╔══
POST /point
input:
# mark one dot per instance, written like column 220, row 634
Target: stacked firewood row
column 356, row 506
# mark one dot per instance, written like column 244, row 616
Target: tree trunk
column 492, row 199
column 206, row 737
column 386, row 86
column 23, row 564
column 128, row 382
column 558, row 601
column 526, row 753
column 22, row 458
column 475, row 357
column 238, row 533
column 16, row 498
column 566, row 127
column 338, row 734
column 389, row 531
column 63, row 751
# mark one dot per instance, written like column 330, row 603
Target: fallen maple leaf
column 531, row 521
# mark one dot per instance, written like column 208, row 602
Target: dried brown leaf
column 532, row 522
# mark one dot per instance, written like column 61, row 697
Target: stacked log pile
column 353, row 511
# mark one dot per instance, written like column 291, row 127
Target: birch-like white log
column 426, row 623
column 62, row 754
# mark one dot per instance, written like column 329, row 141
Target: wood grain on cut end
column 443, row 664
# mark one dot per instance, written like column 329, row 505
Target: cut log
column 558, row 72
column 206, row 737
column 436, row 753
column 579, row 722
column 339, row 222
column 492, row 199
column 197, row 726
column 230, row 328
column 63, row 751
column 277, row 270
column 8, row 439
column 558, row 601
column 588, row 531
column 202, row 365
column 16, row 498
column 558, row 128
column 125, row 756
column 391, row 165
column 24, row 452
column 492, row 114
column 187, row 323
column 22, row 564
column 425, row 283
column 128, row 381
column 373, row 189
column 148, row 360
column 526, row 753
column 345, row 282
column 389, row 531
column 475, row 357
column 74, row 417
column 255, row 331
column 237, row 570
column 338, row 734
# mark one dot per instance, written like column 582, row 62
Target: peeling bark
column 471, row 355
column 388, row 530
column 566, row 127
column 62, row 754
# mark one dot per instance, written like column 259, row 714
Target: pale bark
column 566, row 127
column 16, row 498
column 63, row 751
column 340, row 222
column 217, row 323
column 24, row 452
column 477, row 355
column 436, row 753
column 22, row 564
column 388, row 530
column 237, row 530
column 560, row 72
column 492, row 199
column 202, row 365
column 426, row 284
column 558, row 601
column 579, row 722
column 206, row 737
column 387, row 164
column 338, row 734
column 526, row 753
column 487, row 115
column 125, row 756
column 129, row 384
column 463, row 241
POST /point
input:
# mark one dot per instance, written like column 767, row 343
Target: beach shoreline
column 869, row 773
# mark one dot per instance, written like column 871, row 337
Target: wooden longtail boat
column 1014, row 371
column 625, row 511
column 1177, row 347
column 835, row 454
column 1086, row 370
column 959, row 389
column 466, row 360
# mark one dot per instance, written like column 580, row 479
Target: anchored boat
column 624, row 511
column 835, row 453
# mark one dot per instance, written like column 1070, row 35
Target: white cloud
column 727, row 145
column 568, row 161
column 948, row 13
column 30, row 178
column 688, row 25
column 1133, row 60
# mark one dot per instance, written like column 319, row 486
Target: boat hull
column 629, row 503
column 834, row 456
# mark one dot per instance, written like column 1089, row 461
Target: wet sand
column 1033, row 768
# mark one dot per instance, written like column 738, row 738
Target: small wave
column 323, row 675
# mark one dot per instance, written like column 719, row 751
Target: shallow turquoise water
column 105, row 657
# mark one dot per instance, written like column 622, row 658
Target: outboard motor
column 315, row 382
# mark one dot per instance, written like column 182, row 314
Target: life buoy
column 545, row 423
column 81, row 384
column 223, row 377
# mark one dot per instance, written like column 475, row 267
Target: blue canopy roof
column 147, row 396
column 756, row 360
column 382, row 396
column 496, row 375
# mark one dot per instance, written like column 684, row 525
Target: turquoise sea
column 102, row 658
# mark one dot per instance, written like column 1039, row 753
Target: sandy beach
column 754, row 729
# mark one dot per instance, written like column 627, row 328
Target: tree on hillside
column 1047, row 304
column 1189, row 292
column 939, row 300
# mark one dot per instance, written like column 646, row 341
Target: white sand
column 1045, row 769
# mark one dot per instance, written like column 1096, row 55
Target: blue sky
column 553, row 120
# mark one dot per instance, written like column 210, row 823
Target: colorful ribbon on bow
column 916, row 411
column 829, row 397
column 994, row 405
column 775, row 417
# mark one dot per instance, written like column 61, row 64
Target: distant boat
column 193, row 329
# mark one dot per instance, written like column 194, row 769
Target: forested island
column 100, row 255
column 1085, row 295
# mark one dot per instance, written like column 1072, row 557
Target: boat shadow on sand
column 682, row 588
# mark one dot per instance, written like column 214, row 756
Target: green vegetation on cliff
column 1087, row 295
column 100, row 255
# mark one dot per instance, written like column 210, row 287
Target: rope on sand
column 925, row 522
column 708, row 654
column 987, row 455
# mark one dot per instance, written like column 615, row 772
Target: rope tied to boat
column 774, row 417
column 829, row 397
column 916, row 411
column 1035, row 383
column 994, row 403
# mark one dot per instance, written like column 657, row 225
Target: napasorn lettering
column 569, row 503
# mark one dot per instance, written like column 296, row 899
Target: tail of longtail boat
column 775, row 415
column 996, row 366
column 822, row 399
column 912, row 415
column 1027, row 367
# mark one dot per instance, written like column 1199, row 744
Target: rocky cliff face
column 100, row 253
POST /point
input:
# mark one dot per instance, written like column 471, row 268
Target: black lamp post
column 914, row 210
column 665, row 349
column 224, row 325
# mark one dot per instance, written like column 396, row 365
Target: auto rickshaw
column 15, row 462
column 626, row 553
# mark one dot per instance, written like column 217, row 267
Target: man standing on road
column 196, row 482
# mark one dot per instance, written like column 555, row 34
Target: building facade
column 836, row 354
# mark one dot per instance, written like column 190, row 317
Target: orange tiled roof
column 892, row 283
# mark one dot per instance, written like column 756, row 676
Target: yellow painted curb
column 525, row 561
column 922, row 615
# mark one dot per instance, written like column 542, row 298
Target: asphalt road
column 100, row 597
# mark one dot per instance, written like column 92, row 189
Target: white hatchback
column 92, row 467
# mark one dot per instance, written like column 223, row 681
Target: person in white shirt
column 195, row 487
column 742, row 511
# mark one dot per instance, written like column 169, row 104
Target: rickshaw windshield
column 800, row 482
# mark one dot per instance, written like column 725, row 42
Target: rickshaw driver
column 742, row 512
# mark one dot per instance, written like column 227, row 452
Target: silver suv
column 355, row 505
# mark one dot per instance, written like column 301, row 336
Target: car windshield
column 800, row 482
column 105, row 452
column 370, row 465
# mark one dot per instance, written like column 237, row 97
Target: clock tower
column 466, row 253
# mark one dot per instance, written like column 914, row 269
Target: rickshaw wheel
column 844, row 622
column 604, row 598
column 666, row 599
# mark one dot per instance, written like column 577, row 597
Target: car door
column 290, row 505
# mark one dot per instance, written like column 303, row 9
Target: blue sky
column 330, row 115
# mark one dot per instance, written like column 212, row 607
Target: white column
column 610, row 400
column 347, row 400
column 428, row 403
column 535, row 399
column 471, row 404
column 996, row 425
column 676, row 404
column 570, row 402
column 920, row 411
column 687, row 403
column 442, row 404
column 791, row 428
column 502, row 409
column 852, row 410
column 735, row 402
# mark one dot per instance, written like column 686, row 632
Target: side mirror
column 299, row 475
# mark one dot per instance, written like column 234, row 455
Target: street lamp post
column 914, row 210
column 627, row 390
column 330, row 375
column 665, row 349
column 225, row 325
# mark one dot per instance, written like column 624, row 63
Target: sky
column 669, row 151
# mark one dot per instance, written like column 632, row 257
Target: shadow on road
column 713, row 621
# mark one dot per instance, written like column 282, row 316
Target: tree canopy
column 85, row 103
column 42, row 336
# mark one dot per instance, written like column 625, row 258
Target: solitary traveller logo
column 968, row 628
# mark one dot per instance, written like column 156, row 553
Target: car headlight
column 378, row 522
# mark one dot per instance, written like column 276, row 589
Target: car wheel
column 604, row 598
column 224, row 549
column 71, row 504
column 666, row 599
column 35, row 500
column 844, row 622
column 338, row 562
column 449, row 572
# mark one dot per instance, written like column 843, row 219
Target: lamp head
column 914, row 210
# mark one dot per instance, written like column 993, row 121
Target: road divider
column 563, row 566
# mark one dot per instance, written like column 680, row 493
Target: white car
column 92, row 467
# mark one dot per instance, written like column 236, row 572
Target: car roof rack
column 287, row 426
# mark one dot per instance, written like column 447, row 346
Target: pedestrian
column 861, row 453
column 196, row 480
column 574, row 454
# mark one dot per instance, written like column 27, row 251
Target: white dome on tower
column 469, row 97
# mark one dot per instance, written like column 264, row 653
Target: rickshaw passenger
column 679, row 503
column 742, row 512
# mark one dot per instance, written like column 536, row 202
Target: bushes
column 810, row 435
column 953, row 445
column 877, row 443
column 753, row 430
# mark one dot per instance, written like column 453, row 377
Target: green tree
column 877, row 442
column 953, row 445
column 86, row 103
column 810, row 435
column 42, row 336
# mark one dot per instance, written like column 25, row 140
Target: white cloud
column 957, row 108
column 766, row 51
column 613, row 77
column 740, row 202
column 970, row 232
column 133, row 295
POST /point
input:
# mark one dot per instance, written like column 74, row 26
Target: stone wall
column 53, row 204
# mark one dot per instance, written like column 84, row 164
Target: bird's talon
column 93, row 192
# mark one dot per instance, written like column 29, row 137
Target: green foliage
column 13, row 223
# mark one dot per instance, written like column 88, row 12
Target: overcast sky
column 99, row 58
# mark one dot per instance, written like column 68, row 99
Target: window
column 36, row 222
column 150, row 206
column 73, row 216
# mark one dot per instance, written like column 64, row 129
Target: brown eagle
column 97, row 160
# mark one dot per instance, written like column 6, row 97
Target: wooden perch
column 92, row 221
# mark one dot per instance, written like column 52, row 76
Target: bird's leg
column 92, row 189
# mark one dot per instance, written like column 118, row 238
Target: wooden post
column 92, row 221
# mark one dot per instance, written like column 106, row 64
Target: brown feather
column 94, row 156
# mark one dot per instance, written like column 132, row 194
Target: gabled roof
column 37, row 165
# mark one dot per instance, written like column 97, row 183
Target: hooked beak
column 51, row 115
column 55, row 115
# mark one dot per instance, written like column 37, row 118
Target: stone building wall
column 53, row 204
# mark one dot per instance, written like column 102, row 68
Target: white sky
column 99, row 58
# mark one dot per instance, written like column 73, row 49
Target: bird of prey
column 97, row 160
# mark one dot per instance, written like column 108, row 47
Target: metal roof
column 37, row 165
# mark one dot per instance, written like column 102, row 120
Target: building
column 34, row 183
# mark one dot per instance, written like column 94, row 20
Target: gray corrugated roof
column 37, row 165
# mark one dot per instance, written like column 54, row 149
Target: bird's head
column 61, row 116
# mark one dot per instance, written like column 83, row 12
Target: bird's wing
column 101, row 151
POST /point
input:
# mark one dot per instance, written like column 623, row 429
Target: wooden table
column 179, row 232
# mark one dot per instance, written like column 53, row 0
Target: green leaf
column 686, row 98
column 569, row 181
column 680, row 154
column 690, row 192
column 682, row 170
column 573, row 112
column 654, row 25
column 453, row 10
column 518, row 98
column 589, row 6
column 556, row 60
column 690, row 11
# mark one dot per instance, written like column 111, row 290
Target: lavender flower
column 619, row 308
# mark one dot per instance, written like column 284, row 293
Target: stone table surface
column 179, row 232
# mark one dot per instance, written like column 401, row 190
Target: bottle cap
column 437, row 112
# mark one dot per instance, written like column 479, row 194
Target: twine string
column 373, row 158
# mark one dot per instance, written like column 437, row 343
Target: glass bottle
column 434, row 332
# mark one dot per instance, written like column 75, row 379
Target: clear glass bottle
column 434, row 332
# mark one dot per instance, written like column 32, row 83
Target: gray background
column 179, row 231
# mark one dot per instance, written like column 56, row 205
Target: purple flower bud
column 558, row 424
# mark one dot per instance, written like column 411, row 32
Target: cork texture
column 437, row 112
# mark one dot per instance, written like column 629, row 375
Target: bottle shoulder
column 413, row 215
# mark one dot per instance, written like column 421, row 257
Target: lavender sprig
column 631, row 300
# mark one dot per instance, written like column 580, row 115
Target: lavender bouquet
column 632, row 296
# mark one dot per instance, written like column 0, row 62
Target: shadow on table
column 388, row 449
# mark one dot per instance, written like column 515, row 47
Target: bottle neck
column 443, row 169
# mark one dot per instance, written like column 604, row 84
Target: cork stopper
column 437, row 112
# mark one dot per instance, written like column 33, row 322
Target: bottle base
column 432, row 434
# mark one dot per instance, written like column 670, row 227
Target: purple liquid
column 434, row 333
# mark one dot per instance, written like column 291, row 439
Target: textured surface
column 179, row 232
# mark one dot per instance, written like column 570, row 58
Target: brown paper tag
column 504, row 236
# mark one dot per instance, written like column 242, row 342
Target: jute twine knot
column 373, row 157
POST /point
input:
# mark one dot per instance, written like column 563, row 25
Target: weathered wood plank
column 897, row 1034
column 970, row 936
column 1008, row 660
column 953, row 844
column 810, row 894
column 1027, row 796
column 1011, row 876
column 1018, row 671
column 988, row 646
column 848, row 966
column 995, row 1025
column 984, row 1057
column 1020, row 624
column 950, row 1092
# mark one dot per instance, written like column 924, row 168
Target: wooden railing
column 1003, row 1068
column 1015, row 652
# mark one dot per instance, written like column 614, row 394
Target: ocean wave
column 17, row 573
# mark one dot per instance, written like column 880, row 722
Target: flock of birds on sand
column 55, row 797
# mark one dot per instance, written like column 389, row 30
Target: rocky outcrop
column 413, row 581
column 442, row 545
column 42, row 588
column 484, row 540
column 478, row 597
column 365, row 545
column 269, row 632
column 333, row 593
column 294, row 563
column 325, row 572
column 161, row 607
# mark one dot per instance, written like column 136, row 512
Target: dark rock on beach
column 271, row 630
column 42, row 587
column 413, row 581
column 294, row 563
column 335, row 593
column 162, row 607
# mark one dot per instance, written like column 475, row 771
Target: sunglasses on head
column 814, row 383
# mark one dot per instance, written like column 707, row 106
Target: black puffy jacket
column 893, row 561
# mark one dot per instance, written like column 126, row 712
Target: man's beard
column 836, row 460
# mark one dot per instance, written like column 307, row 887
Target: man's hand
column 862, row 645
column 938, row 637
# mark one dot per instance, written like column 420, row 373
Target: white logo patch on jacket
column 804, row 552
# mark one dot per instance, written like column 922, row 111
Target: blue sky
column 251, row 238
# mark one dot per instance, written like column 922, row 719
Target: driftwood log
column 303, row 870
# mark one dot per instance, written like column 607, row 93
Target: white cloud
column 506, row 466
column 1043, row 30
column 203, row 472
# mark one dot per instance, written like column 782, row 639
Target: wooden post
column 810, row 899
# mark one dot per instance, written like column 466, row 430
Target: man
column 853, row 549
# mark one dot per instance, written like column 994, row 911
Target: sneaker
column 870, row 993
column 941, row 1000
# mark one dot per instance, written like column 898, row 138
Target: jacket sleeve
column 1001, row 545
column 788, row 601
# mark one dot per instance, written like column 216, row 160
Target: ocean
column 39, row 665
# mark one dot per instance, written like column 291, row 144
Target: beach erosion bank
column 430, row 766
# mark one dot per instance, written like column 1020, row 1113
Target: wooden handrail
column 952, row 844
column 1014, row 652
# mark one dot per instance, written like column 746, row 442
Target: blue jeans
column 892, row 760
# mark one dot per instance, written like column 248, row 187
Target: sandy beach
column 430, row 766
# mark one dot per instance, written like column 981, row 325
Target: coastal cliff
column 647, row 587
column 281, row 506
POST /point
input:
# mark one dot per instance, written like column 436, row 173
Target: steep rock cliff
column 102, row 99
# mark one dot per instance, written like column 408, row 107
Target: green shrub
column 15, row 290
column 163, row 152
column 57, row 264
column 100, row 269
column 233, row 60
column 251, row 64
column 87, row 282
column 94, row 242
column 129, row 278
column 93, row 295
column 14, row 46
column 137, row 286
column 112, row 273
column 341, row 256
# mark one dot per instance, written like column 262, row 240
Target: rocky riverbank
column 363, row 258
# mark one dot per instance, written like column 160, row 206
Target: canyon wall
╚══
Repeat everything in the records above from the line containing "# mark one dot per instance, written like column 420, row" down to the line containing "column 102, row 99", keeping both of those lines.

- _Task solution_
# mark one dot per instance, written like column 420, row 373
Target: white logo patch on jacket
column 804, row 552
# mark one dot per instance, written like column 922, row 111
Target: blue sky
column 251, row 238
# mark one dot per instance, written like column 922, row 719
Target: driftwood log
column 303, row 870
# mark one dot per instance, written like column 607, row 93
Target: white cloud
column 506, row 466
column 1043, row 30
column 203, row 472
# mark one dot per instance, written like column 782, row 639
Target: wooden post
column 810, row 899
# mark one dot per instance, written like column 466, row 430
Target: man
column 853, row 549
# mark one dot per instance, written like column 994, row 911
Target: sneaker
column 870, row 993
column 941, row 1000
# mark one dot per instance, written like column 898, row 138
Target: jacket sleeve
column 1001, row 545
column 788, row 601
# mark one dot per instance, written like column 216, row 160
Target: ocean
column 39, row 665
# mark one dot per instance, written like column 291, row 144
Target: beach erosion bank
column 430, row 766
# mark one dot per instance, written like column 1020, row 1113
Target: wooden handrail
column 952, row 844
column 1014, row 652
# mark one dot per instance, written like column 746, row 442
Target: blue jeans
column 892, row 760
# mark one dot per instance, written like column 248, row 187
Target: sandy beach
column 430, row 766
# mark one dot per instance, written like column 981, row 325
Target: coastal cliff
column 647, row 587
column 281, row 506
POST /point
input:
# mark one dot per instance, written like column 436, row 173
Target: steep rock cliff
column 102, row 99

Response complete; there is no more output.